#### Required work:
Look through the records below for the line with "An <instance> block". Return that line and each one after it up to and including the line with "69L303 91L305 137L317", exactly.

### Records ###

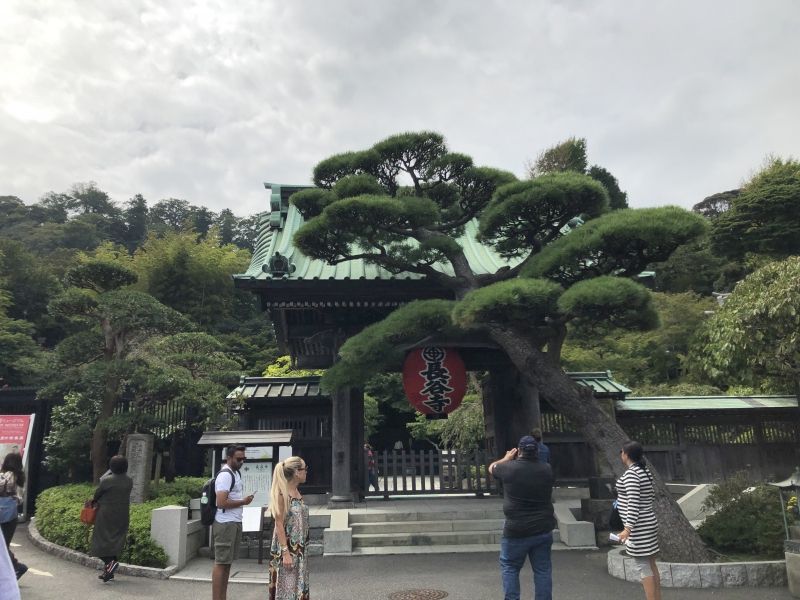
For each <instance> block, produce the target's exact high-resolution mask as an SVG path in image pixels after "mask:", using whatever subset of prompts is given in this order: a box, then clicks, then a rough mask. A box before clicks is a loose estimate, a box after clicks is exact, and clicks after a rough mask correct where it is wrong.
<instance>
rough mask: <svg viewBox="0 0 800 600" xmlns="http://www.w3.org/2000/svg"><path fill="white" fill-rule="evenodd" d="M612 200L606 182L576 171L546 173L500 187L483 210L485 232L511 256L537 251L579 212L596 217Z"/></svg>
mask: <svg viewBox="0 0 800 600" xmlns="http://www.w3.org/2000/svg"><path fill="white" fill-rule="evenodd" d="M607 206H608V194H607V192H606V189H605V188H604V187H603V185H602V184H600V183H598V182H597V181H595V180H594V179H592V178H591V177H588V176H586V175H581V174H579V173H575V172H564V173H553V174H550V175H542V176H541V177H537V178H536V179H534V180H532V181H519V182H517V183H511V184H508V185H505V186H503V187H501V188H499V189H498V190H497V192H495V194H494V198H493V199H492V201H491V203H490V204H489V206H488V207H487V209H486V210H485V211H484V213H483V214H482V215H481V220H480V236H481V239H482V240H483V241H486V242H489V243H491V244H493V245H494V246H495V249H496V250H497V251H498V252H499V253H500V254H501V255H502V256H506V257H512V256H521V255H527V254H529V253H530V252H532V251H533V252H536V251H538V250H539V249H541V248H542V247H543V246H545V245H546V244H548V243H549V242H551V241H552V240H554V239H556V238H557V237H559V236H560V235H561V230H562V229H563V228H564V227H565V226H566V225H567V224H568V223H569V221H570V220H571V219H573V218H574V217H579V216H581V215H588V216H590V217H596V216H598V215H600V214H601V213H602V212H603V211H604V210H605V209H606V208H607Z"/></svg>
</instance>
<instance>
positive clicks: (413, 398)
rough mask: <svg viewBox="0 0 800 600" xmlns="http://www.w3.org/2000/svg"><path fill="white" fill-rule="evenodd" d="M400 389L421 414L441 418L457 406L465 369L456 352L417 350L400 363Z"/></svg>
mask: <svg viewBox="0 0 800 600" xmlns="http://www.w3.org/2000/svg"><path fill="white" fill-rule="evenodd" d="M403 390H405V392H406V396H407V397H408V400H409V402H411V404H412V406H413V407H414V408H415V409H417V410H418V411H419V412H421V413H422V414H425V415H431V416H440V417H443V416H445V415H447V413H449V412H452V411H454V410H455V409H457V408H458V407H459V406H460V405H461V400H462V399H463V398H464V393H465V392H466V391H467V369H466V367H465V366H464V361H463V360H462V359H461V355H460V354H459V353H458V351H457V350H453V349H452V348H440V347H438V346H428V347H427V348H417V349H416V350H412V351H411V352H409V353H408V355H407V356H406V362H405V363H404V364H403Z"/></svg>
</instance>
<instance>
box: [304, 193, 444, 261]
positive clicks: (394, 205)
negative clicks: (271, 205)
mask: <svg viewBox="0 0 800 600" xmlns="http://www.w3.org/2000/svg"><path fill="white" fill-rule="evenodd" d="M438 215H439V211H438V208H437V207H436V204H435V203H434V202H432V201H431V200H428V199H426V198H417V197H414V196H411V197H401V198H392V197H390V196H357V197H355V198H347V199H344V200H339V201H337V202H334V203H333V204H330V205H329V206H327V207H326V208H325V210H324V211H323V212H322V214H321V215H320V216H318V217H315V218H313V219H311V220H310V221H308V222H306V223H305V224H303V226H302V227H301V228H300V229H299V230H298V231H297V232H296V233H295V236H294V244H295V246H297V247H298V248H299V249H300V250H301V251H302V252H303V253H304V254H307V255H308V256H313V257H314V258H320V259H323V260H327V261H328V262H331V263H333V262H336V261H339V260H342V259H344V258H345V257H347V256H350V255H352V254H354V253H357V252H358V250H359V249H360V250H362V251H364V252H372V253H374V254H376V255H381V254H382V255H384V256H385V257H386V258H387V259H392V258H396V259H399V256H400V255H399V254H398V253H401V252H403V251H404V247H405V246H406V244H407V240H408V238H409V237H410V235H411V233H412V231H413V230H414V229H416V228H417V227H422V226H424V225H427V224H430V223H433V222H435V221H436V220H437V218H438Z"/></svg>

###
### Records ###

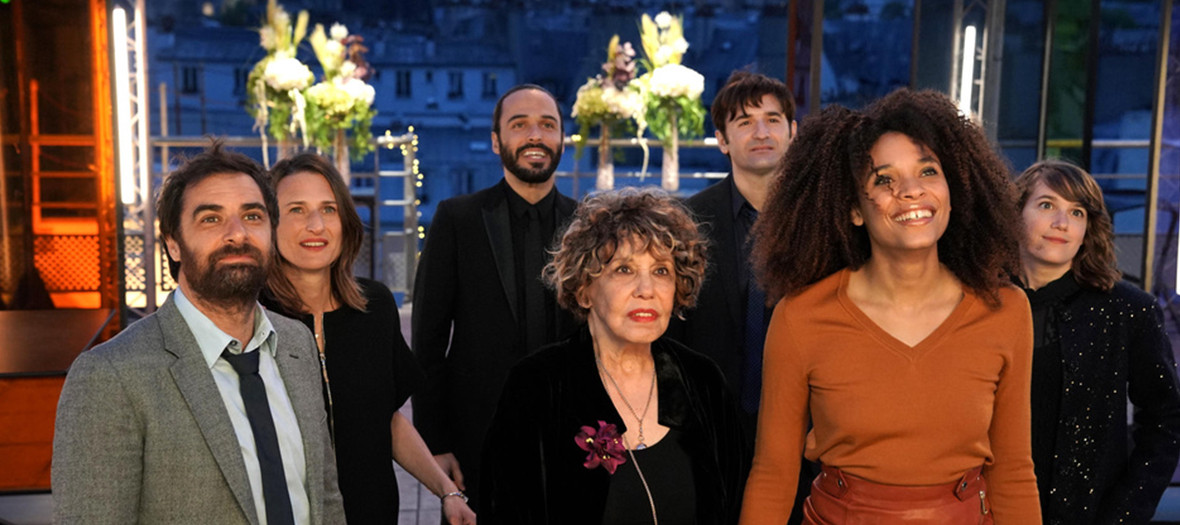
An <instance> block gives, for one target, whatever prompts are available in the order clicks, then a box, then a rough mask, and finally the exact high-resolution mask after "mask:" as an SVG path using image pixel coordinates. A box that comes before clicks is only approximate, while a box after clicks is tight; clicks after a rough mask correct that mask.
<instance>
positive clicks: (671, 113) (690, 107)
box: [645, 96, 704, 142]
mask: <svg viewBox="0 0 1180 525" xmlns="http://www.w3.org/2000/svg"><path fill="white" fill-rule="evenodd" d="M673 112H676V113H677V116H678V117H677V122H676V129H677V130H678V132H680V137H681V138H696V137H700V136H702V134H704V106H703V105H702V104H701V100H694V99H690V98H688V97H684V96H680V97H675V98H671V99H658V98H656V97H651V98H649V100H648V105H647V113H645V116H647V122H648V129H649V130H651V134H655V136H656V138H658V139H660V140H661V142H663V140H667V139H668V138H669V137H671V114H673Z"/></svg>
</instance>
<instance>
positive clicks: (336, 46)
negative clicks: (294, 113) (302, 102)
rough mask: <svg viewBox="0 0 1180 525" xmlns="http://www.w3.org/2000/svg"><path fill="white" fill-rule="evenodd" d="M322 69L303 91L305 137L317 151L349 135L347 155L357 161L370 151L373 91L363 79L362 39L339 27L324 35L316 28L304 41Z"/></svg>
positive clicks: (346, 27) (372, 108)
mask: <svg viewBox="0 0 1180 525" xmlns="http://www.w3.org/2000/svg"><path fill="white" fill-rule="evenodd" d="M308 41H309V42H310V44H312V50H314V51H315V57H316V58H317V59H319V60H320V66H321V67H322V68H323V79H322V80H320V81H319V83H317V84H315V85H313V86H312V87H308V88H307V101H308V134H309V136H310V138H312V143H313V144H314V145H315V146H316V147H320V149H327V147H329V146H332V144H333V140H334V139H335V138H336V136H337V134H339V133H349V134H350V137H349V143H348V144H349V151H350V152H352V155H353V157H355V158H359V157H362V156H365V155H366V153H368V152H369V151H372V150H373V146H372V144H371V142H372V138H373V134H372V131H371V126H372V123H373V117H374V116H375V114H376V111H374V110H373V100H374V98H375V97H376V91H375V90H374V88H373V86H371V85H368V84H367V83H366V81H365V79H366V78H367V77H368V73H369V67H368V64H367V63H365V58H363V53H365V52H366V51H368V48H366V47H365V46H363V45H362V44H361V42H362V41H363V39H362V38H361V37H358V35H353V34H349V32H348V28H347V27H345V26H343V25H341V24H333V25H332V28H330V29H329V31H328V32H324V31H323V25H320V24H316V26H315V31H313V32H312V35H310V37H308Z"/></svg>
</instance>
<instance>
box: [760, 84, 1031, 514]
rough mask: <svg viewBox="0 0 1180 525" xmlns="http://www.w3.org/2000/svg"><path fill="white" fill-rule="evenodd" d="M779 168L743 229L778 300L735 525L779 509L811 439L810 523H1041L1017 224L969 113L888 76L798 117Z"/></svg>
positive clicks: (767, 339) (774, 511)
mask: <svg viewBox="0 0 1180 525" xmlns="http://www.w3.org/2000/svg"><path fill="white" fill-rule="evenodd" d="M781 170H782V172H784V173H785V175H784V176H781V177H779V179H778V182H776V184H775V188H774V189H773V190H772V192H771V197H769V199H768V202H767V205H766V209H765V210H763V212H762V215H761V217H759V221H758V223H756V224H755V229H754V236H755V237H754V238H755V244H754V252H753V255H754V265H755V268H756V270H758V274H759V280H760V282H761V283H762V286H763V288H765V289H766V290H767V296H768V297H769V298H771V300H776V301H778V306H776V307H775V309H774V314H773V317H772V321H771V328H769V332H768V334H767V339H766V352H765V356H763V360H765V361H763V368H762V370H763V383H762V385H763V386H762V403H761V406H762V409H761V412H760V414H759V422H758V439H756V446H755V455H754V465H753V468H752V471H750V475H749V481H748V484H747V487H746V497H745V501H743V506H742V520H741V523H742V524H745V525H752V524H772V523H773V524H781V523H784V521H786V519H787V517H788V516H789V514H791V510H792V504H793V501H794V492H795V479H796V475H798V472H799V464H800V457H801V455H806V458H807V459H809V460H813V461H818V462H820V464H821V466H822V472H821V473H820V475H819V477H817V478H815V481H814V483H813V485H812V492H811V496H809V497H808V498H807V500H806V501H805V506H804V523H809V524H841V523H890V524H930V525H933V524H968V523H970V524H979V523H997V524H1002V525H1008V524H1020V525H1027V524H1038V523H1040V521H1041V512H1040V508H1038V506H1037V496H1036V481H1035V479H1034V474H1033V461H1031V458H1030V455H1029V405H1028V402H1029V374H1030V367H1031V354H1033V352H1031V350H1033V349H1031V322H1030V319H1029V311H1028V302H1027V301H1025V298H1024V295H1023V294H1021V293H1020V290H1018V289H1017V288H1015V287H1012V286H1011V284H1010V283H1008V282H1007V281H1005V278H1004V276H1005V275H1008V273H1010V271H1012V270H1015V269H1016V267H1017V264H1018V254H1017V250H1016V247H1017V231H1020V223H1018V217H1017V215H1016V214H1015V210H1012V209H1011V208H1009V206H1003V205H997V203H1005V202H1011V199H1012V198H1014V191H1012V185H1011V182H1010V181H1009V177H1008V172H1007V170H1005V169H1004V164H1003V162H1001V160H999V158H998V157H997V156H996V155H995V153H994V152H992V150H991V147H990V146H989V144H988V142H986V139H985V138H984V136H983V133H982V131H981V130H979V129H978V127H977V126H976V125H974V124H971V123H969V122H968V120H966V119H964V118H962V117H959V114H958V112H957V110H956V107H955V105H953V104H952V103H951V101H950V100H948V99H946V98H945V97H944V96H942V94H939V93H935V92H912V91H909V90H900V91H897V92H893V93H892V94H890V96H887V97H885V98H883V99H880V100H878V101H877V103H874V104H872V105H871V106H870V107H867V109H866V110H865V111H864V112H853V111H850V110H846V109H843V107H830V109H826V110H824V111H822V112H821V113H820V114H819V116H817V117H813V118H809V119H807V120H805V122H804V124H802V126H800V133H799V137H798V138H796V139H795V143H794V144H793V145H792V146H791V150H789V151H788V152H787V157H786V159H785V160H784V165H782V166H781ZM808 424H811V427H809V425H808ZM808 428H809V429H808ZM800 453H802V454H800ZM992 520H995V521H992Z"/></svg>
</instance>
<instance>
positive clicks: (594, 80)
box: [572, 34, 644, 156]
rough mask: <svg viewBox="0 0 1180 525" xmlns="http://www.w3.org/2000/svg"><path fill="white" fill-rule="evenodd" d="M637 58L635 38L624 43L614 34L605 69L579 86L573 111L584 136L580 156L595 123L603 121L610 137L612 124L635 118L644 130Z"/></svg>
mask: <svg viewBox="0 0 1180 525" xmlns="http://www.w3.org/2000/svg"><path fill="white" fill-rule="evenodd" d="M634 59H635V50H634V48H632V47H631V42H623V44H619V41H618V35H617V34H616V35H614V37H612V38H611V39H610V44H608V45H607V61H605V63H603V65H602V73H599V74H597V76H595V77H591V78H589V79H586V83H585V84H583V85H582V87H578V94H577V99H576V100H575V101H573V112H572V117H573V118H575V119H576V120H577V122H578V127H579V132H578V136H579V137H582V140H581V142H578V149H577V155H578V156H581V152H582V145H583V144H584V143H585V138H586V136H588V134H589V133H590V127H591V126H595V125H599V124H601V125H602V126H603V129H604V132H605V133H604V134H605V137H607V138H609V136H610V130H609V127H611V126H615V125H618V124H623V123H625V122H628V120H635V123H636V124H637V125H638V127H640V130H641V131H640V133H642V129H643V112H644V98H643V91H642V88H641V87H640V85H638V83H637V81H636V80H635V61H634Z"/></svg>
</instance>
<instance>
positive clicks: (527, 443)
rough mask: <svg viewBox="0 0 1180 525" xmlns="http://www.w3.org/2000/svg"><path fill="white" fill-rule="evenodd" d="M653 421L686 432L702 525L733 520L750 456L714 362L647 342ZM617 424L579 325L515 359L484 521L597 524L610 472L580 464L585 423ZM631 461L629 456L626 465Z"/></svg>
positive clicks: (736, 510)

###

#### Reply:
An <instance> block gives, for one target, whatever prompts are available in the order clicks, then a box, then a rough mask, and finally the exact high-resolution mask after "mask:" as an SVG path using image pixel coordinates. A box that comes before clicks is only approximate, while a box after clicks is tight; clicks after a rough mask correct that mask.
<instance>
positive clicks: (671, 113) (690, 107)
box: [645, 96, 704, 142]
mask: <svg viewBox="0 0 1180 525" xmlns="http://www.w3.org/2000/svg"><path fill="white" fill-rule="evenodd" d="M673 112H676V113H677V116H678V117H677V122H676V129H677V130H678V132H680V137H681V138H696V137H700V136H702V134H704V106H703V105H702V104H701V100H694V99H690V98H688V97H684V96H680V97H675V98H671V99H658V98H656V97H651V98H649V100H648V105H647V113H645V116H647V122H648V129H649V130H651V134H655V136H656V138H658V139H660V140H661V142H663V140H667V139H668V138H669V137H671V114H673Z"/></svg>
</instance>
<instance>
positive clicks: (336, 46)
negative clicks: (294, 113) (302, 102)
rough mask: <svg viewBox="0 0 1180 525" xmlns="http://www.w3.org/2000/svg"><path fill="white" fill-rule="evenodd" d="M322 69L303 91L305 137L317 151L349 135L347 155L357 161L370 151L373 91L363 79L362 39L339 27L324 35L316 28L304 41Z"/></svg>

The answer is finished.